* _EXERCISE REQUIREMENTS_: Could you return each line of the material that has "above" in it?

* _GIVEN DATA_:

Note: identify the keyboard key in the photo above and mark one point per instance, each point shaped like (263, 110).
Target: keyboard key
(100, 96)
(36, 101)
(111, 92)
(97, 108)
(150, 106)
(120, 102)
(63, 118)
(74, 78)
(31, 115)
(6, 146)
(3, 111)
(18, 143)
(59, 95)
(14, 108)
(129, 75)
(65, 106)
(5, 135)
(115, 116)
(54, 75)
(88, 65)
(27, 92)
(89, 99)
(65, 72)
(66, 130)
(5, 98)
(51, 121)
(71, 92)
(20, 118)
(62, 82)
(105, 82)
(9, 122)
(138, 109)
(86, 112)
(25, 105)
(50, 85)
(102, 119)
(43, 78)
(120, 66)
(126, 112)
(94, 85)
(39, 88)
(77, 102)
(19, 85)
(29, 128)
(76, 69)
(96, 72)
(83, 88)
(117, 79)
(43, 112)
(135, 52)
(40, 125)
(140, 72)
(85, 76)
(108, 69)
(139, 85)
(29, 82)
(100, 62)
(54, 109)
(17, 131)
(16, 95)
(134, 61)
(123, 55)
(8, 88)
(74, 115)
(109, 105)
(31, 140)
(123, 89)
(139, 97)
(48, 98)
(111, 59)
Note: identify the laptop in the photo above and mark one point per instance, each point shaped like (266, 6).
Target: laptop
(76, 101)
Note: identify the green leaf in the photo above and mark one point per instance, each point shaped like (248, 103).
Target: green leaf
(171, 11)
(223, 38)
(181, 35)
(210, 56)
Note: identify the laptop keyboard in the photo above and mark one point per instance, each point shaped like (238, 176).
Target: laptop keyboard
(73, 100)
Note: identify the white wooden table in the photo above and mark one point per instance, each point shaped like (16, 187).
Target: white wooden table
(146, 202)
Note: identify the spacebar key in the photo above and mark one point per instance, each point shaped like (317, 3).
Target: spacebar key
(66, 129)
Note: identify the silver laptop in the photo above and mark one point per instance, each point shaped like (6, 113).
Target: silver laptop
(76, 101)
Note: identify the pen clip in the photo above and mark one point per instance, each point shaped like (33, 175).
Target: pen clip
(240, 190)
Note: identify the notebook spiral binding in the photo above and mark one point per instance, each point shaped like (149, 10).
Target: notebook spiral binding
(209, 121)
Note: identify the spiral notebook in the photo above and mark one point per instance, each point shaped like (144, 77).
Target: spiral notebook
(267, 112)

* * *

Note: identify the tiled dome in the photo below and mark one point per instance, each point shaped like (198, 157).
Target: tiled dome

* _REPLY TO THE EXERCISE_:
Note: identify the keyboard key in the photo above and mark one point per instance, each point shaped like (263, 110).
Note: identify the laptop in the photo above and mark one point per instance, each point shaped like (266, 6).
Note: identify the green leaf in the photo above and mark one point per instance, each point shaped like (248, 103).
Note: identify the laptop keyboard in the photo above and mark one point per instance, each point shaped like (238, 176).
Note: identify the white wooden table in the photo above and mark one point per instance, each point shaped like (16, 187).
Note: identify the spacebar key in the photo above and mark one point per instance, each point shaped like (317, 3).
Note: identify the silver laptop in the photo above and mark one point per instance, each point shaped like (6, 113).
Note: identify the pen clip in the photo above and mark one point per instance, each point shaped like (33, 175).
Note: identify the notebook spiral binding in the photo above and mark one point per instance, each point shaped like (149, 10).
Note: identify the spiral notebook in the photo above and mark one point per instance, each point shaped like (144, 77).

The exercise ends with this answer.